◆ What is being asked:
Copy everything from the start of the data down to the line containing "208 91 L 208", substituting "yellow floor tape line" for "white floor tape line" and leaving all else unchanged.

--- Start Records supplied ---

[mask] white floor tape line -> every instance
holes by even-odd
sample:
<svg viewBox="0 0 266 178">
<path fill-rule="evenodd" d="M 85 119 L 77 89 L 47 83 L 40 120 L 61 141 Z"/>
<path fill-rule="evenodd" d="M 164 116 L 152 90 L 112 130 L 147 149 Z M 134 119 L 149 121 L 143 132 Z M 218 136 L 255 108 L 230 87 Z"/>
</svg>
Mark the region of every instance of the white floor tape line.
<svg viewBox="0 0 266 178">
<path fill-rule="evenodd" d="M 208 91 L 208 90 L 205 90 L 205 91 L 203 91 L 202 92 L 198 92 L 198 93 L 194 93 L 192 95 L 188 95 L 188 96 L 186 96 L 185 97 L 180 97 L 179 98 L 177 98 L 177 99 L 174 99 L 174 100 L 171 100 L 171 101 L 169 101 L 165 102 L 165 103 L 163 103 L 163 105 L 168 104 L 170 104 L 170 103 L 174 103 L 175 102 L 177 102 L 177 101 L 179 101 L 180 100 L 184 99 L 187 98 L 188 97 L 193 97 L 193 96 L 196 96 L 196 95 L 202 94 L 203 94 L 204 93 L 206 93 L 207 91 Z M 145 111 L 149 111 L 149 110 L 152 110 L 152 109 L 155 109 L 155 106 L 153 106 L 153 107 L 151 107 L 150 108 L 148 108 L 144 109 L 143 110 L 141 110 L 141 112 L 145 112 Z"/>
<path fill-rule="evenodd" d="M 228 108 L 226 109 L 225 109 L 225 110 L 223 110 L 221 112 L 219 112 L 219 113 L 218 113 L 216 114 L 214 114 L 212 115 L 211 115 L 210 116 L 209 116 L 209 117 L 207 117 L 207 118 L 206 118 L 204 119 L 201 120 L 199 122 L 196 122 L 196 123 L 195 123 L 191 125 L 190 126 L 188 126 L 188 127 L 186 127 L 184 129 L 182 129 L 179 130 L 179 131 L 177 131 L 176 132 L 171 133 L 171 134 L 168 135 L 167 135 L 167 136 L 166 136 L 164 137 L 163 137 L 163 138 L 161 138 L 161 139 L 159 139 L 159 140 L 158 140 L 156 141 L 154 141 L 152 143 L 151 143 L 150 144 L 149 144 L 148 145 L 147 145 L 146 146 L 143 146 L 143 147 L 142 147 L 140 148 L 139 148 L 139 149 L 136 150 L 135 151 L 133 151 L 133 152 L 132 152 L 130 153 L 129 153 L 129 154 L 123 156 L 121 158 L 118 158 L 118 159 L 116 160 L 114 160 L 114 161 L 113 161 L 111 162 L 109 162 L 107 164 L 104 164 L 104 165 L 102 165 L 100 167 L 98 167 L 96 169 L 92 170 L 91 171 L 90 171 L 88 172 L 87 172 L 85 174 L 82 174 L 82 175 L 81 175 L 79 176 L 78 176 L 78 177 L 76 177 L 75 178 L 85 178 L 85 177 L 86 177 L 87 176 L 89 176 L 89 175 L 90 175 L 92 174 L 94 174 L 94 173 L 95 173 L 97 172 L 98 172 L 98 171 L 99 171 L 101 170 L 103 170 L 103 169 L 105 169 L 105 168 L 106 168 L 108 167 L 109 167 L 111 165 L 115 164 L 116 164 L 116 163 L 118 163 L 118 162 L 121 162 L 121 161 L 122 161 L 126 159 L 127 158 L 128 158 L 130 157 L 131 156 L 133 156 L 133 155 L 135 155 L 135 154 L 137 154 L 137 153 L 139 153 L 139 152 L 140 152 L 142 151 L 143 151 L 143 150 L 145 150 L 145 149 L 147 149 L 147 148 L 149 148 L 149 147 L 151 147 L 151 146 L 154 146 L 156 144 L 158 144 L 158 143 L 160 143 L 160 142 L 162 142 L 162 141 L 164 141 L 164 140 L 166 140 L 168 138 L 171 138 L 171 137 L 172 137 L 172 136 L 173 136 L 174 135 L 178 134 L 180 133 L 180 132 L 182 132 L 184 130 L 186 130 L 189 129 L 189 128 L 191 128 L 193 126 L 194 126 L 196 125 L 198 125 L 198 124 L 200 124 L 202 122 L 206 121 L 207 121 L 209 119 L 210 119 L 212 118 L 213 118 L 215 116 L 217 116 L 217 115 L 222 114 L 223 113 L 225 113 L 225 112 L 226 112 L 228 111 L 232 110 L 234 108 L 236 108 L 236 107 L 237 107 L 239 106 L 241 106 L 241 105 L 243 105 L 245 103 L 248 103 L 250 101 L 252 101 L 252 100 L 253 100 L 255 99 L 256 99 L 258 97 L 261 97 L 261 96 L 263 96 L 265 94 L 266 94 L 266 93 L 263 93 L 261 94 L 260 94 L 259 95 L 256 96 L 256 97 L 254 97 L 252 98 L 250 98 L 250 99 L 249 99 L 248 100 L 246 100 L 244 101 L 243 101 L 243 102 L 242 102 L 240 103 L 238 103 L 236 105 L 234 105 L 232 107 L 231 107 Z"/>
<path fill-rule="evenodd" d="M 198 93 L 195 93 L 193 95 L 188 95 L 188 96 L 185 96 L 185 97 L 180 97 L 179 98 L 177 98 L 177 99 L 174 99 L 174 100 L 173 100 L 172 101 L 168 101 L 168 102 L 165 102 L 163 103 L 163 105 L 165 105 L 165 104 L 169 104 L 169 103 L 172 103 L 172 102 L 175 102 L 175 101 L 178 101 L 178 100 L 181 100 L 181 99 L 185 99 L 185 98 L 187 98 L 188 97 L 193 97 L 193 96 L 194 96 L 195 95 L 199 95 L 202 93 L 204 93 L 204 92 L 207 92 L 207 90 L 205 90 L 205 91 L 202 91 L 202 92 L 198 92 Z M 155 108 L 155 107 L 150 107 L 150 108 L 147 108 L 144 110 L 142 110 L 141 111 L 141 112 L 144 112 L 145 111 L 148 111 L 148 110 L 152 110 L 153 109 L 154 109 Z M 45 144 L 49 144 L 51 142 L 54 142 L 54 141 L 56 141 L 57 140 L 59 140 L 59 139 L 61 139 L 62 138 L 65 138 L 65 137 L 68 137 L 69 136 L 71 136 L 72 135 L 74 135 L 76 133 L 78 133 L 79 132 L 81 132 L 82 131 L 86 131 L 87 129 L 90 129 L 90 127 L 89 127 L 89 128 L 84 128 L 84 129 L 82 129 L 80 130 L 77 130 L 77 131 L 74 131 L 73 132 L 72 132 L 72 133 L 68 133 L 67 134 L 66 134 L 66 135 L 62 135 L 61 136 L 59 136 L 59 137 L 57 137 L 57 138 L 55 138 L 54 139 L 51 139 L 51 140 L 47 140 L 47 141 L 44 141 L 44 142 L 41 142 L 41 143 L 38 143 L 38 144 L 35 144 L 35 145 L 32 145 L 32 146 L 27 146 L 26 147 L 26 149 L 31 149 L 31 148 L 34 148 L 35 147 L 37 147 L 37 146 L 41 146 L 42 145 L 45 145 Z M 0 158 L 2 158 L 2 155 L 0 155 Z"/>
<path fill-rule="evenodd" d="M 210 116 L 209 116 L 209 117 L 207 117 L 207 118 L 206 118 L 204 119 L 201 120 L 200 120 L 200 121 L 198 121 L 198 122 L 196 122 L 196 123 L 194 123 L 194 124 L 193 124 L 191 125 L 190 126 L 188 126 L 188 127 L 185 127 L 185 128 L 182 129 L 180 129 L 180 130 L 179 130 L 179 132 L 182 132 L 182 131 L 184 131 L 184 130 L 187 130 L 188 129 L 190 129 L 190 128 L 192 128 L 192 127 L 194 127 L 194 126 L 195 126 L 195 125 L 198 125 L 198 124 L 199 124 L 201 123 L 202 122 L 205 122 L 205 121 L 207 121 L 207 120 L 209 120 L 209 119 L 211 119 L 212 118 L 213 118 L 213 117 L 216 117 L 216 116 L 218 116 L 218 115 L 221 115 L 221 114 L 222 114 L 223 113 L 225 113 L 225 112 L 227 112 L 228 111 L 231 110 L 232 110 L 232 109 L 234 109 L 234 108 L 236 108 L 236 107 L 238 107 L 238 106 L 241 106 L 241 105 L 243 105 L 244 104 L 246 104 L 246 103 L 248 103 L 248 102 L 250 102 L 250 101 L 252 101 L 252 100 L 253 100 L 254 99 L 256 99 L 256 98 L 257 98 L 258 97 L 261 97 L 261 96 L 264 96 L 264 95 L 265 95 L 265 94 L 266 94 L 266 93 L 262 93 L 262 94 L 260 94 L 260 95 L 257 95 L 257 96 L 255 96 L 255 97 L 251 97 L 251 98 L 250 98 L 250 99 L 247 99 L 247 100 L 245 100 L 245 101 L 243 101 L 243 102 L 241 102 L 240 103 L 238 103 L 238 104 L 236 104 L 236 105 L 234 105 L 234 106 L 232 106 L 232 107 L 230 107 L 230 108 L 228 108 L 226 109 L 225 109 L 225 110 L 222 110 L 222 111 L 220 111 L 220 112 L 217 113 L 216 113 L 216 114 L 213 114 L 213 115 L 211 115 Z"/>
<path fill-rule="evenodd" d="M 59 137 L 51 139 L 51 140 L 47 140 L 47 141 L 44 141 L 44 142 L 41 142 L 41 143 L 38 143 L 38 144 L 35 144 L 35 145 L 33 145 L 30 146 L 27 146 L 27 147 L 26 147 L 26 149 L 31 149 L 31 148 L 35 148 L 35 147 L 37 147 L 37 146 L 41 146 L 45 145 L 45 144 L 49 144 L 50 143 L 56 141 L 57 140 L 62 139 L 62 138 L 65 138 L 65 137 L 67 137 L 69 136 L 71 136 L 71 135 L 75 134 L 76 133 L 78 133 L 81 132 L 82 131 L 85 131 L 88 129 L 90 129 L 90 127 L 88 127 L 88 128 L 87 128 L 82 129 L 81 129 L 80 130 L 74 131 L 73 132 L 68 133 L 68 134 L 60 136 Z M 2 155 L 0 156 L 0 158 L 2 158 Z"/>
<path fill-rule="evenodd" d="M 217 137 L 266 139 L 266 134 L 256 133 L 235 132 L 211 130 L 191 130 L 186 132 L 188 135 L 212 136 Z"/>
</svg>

--- End Records supplied ---

◆ Finished task:
[mask] yellow floor tape line -> every instance
holes by even-odd
sample:
<svg viewBox="0 0 266 178">
<path fill-rule="evenodd" d="M 85 119 L 77 89 L 47 83 L 40 120 L 61 141 Z"/>
<path fill-rule="evenodd" d="M 164 116 L 152 90 L 112 130 L 147 149 Z M 134 119 L 149 121 L 143 132 Z M 218 136 L 255 108 L 230 87 Z"/>
</svg>
Mark the region of every instance of the yellow floor tape line.
<svg viewBox="0 0 266 178">
<path fill-rule="evenodd" d="M 208 91 L 208 90 L 205 90 L 205 91 L 203 91 L 202 92 L 198 92 L 198 93 L 194 93 L 192 95 L 188 95 L 188 96 L 186 96 L 185 97 L 180 97 L 179 98 L 177 98 L 177 99 L 174 99 L 174 100 L 171 100 L 171 101 L 169 101 L 165 102 L 165 103 L 163 103 L 163 105 L 168 104 L 170 104 L 170 103 L 174 103 L 175 102 L 177 102 L 177 101 L 179 101 L 180 100 L 184 99 L 187 98 L 188 97 L 193 97 L 193 96 L 196 96 L 196 95 L 202 94 L 203 94 L 204 93 L 206 93 L 207 91 Z M 145 111 L 149 111 L 149 110 L 152 110 L 152 109 L 155 109 L 155 106 L 153 106 L 153 107 L 151 107 L 150 108 L 148 108 L 144 109 L 143 110 L 141 110 L 141 112 L 145 112 Z"/>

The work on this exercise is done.